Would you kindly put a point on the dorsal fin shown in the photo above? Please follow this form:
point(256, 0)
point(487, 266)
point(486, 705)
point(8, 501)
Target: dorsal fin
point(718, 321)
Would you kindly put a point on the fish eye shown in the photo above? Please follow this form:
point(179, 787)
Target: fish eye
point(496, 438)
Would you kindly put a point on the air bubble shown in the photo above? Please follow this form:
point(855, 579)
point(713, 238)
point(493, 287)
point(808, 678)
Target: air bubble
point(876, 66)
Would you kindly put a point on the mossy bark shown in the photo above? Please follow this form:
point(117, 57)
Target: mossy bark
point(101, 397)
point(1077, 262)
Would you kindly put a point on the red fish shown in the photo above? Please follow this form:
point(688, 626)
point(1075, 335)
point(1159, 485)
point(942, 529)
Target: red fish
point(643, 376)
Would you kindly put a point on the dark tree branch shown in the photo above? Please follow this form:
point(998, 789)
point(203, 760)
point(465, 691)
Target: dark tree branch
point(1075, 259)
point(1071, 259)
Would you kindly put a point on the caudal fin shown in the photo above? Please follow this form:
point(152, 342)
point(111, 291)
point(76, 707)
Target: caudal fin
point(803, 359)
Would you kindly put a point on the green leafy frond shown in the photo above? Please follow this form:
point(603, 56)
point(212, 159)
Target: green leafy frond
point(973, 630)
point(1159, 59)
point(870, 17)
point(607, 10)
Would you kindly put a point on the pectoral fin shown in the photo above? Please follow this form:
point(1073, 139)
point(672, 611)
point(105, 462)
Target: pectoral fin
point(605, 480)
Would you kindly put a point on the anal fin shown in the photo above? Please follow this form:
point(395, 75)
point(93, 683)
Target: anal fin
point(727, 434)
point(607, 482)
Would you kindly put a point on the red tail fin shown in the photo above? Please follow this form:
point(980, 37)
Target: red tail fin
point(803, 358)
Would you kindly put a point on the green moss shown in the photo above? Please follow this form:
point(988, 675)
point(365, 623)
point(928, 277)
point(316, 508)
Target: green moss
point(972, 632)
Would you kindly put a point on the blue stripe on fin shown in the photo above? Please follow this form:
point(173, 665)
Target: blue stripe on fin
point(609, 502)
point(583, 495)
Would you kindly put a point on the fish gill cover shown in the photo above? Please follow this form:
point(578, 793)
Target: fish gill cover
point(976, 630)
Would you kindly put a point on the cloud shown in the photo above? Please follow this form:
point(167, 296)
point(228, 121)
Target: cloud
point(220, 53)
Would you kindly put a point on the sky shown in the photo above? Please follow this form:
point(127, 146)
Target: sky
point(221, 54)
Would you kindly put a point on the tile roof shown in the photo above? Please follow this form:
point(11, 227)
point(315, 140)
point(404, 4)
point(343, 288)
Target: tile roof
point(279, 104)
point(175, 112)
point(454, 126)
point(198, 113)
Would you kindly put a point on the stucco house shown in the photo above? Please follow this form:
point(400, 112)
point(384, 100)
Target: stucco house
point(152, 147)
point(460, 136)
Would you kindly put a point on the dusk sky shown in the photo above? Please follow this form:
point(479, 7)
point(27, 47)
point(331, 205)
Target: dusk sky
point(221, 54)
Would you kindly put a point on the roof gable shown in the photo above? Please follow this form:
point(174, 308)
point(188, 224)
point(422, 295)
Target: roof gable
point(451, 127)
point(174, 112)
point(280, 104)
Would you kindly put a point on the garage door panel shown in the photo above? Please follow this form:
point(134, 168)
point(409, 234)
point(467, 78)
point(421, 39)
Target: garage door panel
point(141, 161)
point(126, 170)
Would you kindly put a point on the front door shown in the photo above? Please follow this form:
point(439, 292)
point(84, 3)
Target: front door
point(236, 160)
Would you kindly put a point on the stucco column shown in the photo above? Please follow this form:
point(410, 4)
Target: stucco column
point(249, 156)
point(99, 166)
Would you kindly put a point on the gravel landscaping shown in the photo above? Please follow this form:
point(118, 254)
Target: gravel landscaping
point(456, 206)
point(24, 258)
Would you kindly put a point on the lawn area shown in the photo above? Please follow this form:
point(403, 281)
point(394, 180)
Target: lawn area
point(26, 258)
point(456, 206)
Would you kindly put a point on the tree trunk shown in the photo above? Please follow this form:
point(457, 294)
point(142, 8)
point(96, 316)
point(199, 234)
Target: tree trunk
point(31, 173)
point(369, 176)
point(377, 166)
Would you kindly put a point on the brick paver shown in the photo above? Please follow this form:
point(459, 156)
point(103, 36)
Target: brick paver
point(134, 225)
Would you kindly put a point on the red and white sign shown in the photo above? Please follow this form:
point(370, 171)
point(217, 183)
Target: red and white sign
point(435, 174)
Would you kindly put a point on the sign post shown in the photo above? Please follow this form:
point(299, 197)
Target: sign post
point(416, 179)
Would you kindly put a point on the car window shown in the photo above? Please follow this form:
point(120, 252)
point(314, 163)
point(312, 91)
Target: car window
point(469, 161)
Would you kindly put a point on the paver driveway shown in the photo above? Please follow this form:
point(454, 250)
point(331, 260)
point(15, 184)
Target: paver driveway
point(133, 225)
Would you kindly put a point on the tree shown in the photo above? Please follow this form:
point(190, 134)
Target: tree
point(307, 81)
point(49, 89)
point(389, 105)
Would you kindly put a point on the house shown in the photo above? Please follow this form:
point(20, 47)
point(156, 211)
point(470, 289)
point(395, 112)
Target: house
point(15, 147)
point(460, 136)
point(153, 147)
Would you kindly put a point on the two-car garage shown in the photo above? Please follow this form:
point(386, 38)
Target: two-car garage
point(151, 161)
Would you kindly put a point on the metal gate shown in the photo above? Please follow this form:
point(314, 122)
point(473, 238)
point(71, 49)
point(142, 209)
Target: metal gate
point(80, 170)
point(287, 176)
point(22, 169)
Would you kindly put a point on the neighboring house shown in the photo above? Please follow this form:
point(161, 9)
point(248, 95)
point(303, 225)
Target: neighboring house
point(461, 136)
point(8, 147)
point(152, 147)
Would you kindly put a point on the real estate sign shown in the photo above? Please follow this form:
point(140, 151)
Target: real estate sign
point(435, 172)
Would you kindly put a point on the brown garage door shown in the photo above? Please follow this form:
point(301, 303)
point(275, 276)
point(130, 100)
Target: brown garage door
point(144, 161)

• • • • • • •

--- Your goal ---
Reproduce all of the material above word for word, with every line in its original order and form.

--- Exercise solution ---
Would you kindly put a point on the dorsal fin shown in the photo above? Please follow this form:
point(256, 0)
point(487, 266)
point(486, 705)
point(8, 501)
Target: dorsal fin
point(718, 321)
Would you kindly put a point on the fish eye shown in the photo above? Please follow this form:
point(179, 787)
Target: fish eye
point(496, 438)
Would you kindly put a point on the air bubble shown in the photo above? Please follow this form:
point(855, 579)
point(713, 238)
point(493, 287)
point(808, 678)
Target: air bubble
point(876, 66)
Would you kindly put a point on the mossy bark shown in the photo above? Please follow this form:
point(117, 57)
Target: mossy bark
point(101, 397)
point(1077, 262)
Would you kindly put a point on the red fish shown in the photo above? Please follow this form:
point(688, 626)
point(1075, 335)
point(1159, 485)
point(942, 529)
Target: red fish
point(643, 376)
Would you kindly put a point on the dark tree branch shown in the photo above? Please follow this form:
point(998, 789)
point(203, 760)
point(465, 691)
Target: dark tree branch
point(1075, 259)
point(1071, 259)
Would you kindly put a point on the caudal fin shown in the photo above? Please follow this form:
point(152, 342)
point(111, 291)
point(76, 707)
Target: caudal fin
point(803, 359)
Would you kindly put a point on the green leafy frond shown in the photo above? Please follow this form:
point(603, 56)
point(212, 159)
Target: green leafy frond
point(973, 630)
point(1159, 59)
point(870, 17)
point(607, 10)
Would you kindly put a point on the pectoral fin shown in the photo above? Please follow this form:
point(1073, 139)
point(672, 611)
point(105, 462)
Target: pectoral fin
point(605, 480)
Would you kindly put a point on the anal fin shown in the photo above? Please follow this form:
point(395, 75)
point(93, 683)
Target: anal fin
point(727, 434)
point(607, 482)
Would you kindly put a point on the red tail fin shown in the photo above? Please follow this form:
point(980, 37)
Target: red tail fin
point(803, 358)
Would you kindly put a point on the green moss shown in the photo above? Please follow this form:
point(988, 675)
point(365, 623)
point(928, 277)
point(316, 508)
Target: green moss
point(972, 632)
Would you kindly put a point on the blue stripe on fin shown in the photo above? Please follow this form:
point(173, 665)
Target: blue stripe on fin
point(609, 502)
point(583, 495)
Would you kindly put a point on the fish gill cover shown in the photo above? Please follow this form:
point(578, 793)
Target: fish gill cover
point(976, 630)
Would you kindly put a point on the cloud shown in the photo above? Please follow this form:
point(167, 296)
point(228, 121)
Target: cloud
point(220, 53)
Would you kindly put a point on the sky shown in the photo above? Please follow this form:
point(127, 146)
Target: sky
point(221, 54)
Would you kindly put a point on the tile roof shown in the photo above? Please follow this form:
point(11, 227)
point(315, 140)
point(404, 4)
point(343, 288)
Target: tile roof
point(279, 104)
point(175, 112)
point(454, 126)
point(198, 113)
Would you kindly put a point on the stucco house shown in the photo above? Please follow this form:
point(400, 112)
point(384, 100)
Target: stucco house
point(152, 147)
point(460, 136)
Would you kindly put a point on the dusk sky shown in the photo above? Please follow this form:
point(479, 7)
point(27, 47)
point(331, 205)
Target: dusk sky
point(221, 54)
Would you kindly put a point on the roof gable shown in the photo above? Please follow this form:
point(174, 308)
point(188, 224)
point(422, 295)
Target: roof gable
point(451, 127)
point(174, 112)
point(280, 104)
Would you kindly put a point on the garage door panel shown in the photo above? Please follow this form:
point(134, 168)
point(409, 234)
point(467, 78)
point(421, 39)
Target: garage door panel
point(141, 161)
point(126, 170)
Would you kindly put a point on the front door shown in the photo above? Please follow this form:
point(439, 292)
point(84, 3)
Target: front door
point(236, 160)
Would you kindly put a point on the stucco column shown in the photo above? Please follow this form:
point(410, 4)
Target: stucco column
point(249, 156)
point(99, 166)
Would you kindly put a point on the gravel landscaping shown in the photo above? Please follow this form:
point(118, 254)
Target: gravel landscaping
point(456, 206)
point(24, 258)
Would you kindly put a point on the lawn area shown in the photo above? Please follow this form:
point(403, 281)
point(394, 180)
Target: lawn area
point(26, 258)
point(456, 206)
Would you kindly put a point on the tree trunk shown in the photo above? Please follow this form:
point(457, 294)
point(142, 8)
point(96, 316)
point(199, 234)
Target: tree trunk
point(31, 173)
point(369, 176)
point(377, 166)
Would you kindly put a point on the brick paver shown in the photo above? Please follow this form:
point(459, 156)
point(103, 36)
Target: brick paver
point(134, 225)
Would you kindly put a point on the red and white sign shown in the photo above? Please follow this form:
point(370, 171)
point(217, 183)
Target: red and white sign
point(435, 174)
Would you kindly put a point on the sign post shown in the photo above? Please follow this form:
point(299, 197)
Target: sign post
point(416, 179)
Would you kindly put a point on the car window shown in the photo above? Please follow this form:
point(120, 252)
point(314, 163)
point(312, 91)
Target: car window
point(469, 161)
Would you kindly put a point on the paver driveway shown in the photo above? Please follow this form:
point(454, 250)
point(331, 260)
point(15, 184)
Target: paver driveway
point(133, 225)
Would you kindly put a point on the tree shown in the photo above? Please follow this form:
point(190, 134)
Target: tree
point(307, 81)
point(49, 89)
point(389, 105)
Would you kindly put a point on the house shown in the photo above? Please follow this form:
point(20, 47)
point(156, 211)
point(470, 289)
point(395, 112)
Target: house
point(15, 147)
point(460, 136)
point(153, 147)
Would you kindly put a point on the two-car garage shown in the photo above? Please follow this form:
point(386, 38)
Target: two-car garage
point(151, 161)
Would you kindly put a point on the metal gate shown in the photo above? Please follow this form:
point(314, 122)
point(473, 238)
point(71, 49)
point(142, 209)
Target: metal gate
point(80, 170)
point(287, 176)
point(22, 169)
Would you kindly put a point on the neighboring house shown in the photo above? Please follow this form:
point(161, 9)
point(248, 95)
point(303, 225)
Target: neighboring house
point(461, 136)
point(8, 147)
point(152, 147)
Would you kindly put a point on the real estate sign shown in the photo above? Please follow this form:
point(140, 151)
Target: real estate sign
point(435, 172)
Would you kindly put a point on the brown garage door shown in the photo above? Please follow this form:
point(301, 303)
point(275, 276)
point(130, 100)
Target: brown garage door
point(144, 161)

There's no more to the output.